(What you need to do): Reproduce the passage below on the layered composite material for sliding elements word for word, from beginning to end.

(Source text):
_ _ _ _

The object of the present invention is therefore to provide a layered composite material for sliding elements which has excellent sliding properties and, at the same time, high strength and hardness as well as a good corrosion resistance and low seizing tendency.

According to the invention, this object is achieved by a layered composite material for sliding elements comprising a base layer, applied to the surface of a sliding element, made of an alloy containing copper or aluminium and a sliding layer arranged above said layer, wherein the sliding layer comprises 90-99.6 wt.-% tin or tin alloy having a tin proportion of more than 60 wt.-% and 0.2-6 wt.-% solid lubricant particles having a Mohs hardness of ≦3 and a particle size of ≦10 μm.

This object is further achieved by a method for producing a layered composite material for sliding elements, in which

(a) a sliding element comprising a base layer, applied to the surface of the sliding element, made of an alloy containing copper or aluminium and optionally a metallic diffusion-barrier layer arranged thereon is introduced into an aqueous electrolyte which contains tin ions, solid lubricant particles having a Mohs hardness of ≦3 and a particle size of ≦10 μm and optionally hard-material particles having a Mohs hardness of ≧8 and a particle size of ≦5 μm and

(b) a sliding layer which comprises 90-99.6 wt.-% tin or tin alloy having a tin proportion of more than 60 wt.-%, 0.2-6 wt.-% solid lubricant particles having a Mohs hardness of ≦3 and a particle size of ≦10 μm and optionally 0.2-4 wt.-% hard-material particles having a Mohs hardness of ≧8 and a particle size of ≦5 μm is electrodeposited.

_ _ _ _

(Supplied material):
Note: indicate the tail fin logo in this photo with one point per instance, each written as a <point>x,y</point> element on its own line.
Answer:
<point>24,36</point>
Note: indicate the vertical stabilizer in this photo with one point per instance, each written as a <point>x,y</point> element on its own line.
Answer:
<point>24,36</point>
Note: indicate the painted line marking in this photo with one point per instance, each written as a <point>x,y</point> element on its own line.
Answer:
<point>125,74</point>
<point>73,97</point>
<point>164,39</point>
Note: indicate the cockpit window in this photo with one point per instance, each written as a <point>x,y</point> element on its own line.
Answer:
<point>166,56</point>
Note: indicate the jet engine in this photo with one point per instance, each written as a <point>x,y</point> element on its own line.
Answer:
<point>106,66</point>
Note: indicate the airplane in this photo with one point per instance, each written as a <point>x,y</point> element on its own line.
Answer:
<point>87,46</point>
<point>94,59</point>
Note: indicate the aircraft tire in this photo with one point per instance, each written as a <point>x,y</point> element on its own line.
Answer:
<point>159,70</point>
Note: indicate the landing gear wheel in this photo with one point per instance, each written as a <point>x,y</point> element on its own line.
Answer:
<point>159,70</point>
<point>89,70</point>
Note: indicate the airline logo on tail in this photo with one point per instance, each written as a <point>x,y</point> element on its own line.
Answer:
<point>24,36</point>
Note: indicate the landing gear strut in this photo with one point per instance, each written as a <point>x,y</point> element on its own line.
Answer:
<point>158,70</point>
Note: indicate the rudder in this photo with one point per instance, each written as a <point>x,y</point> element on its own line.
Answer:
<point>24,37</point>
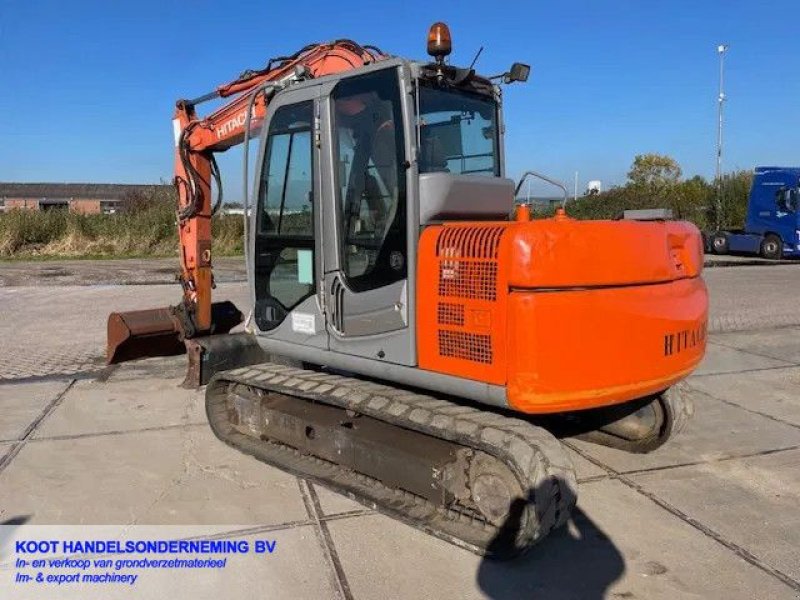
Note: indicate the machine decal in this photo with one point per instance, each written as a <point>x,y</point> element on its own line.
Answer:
<point>675,343</point>
<point>304,323</point>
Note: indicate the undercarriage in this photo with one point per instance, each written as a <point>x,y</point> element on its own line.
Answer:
<point>491,483</point>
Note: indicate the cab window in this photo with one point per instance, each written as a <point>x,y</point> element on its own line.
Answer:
<point>371,189</point>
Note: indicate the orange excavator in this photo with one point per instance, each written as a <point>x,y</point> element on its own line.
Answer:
<point>415,339</point>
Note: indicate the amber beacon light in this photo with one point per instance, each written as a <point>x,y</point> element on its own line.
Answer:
<point>439,42</point>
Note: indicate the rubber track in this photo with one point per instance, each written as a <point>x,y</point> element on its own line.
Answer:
<point>536,457</point>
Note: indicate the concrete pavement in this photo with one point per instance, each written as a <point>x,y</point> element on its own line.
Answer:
<point>711,515</point>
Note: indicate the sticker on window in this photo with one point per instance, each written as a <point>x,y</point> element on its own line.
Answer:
<point>304,323</point>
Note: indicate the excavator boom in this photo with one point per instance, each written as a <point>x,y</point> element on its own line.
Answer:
<point>161,331</point>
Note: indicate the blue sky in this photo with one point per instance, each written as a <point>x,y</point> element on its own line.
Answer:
<point>88,87</point>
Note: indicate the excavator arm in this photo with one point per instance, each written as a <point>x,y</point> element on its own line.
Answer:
<point>160,332</point>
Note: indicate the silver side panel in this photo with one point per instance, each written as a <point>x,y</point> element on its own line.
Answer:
<point>305,324</point>
<point>446,197</point>
<point>453,386</point>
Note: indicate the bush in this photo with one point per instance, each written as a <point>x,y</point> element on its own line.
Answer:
<point>692,200</point>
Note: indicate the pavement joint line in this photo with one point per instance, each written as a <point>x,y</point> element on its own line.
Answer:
<point>704,529</point>
<point>78,436</point>
<point>750,410</point>
<point>314,510</point>
<point>742,371</point>
<point>759,354</point>
<point>76,375</point>
<point>710,461</point>
<point>31,429</point>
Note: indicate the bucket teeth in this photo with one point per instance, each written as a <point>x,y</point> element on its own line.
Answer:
<point>159,331</point>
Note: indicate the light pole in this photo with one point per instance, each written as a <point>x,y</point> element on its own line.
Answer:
<point>721,49</point>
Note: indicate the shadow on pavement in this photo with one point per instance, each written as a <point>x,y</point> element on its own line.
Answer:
<point>576,561</point>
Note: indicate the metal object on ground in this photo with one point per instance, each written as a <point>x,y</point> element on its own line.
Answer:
<point>209,354</point>
<point>160,331</point>
<point>495,485</point>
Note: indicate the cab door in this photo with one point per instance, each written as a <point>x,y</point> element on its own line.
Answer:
<point>367,258</point>
<point>286,236</point>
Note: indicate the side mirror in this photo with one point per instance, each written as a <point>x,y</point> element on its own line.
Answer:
<point>518,72</point>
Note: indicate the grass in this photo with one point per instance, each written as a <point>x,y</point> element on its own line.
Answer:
<point>146,232</point>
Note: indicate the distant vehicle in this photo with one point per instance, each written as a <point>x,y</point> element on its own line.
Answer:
<point>772,228</point>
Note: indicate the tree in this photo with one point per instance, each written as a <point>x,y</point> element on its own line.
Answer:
<point>654,171</point>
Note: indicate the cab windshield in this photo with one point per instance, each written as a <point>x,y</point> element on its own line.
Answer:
<point>457,132</point>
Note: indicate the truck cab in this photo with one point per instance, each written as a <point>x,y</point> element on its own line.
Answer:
<point>772,227</point>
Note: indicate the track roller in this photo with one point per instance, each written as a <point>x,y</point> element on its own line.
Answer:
<point>492,484</point>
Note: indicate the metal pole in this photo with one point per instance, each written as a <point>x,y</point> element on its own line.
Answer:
<point>575,191</point>
<point>721,49</point>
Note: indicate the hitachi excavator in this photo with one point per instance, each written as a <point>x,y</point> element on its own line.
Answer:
<point>413,330</point>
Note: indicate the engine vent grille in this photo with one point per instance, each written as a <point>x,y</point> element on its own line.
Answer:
<point>467,290</point>
<point>450,314</point>
<point>468,346</point>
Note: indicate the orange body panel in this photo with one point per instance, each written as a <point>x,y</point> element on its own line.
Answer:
<point>582,313</point>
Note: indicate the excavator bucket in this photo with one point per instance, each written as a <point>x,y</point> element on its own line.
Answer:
<point>159,332</point>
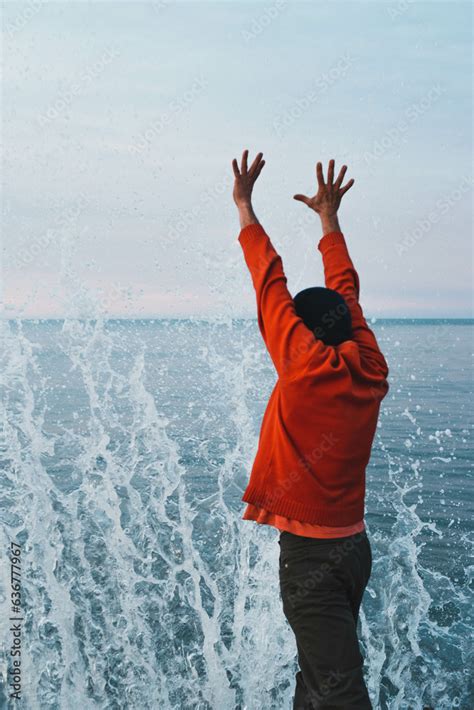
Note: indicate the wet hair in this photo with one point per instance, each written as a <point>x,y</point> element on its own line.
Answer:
<point>326,313</point>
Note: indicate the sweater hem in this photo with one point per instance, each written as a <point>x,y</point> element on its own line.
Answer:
<point>304,512</point>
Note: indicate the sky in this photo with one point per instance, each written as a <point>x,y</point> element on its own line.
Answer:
<point>121,120</point>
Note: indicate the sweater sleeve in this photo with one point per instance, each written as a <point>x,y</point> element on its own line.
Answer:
<point>285,335</point>
<point>341,276</point>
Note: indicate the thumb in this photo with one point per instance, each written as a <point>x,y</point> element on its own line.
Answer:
<point>302,198</point>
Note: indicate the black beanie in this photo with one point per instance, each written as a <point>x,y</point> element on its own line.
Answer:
<point>326,313</point>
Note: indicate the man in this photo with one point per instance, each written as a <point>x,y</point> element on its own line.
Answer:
<point>308,477</point>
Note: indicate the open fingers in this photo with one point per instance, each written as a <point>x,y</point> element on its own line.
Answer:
<point>347,187</point>
<point>302,198</point>
<point>340,177</point>
<point>319,174</point>
<point>258,169</point>
<point>235,167</point>
<point>330,172</point>
<point>255,163</point>
<point>243,168</point>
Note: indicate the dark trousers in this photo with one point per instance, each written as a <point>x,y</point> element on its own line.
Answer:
<point>321,585</point>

_ _ _ _

(Task solution):
The object of the present invention is therefore to provide a layered composite material for sliding elements which has excellent sliding properties and, at the same time, high strength and hardness as well as a good corrosion resistance and low seizing tendency.

According to the invention, this object is achieved by a layered composite material for sliding elements comprising a base layer, applied to the surface of a sliding element, made of an alloy containing copper or aluminium and a sliding layer arranged above said layer, wherein the sliding layer comprises 90-99.6 wt.-% tin or tin alloy having a tin proportion of more than 60 wt.-% and 0.2-6 wt.-% solid lubricant particles having a Mohs hardness of ≦3 and a particle size of ≦10 μm.

This object is further achieved by a method for producing a layered composite material for sliding elements, in which

(a) a sliding element comprising a base layer, applied to the surface of the sliding element, made of an alloy containing copper or aluminium and optionally a metallic diffusion-barrier layer arranged thereon is introduced into an aqueous electrolyte which contains tin ions, solid lubricant particles having a Mohs hardness of ≦3 and a particle size of ≦10 μm and optionally hard-material particles having a Mohs hardness of ≧8 and a particle size of ≦5 μm and

(b) a sliding layer which comprises 90-99.6 wt.-% tin or tin alloy having a tin proportion of more than 60 wt.-%, 0.2-6 wt.-% solid lubricant particles having a Mohs hardness of ≦3 and a particle size of ≦10 μm and optionally 0.2-4 wt.-% hard-material particles having a Mohs hardness of ≧8 and a particle size of ≦5 μm is electrodeposited.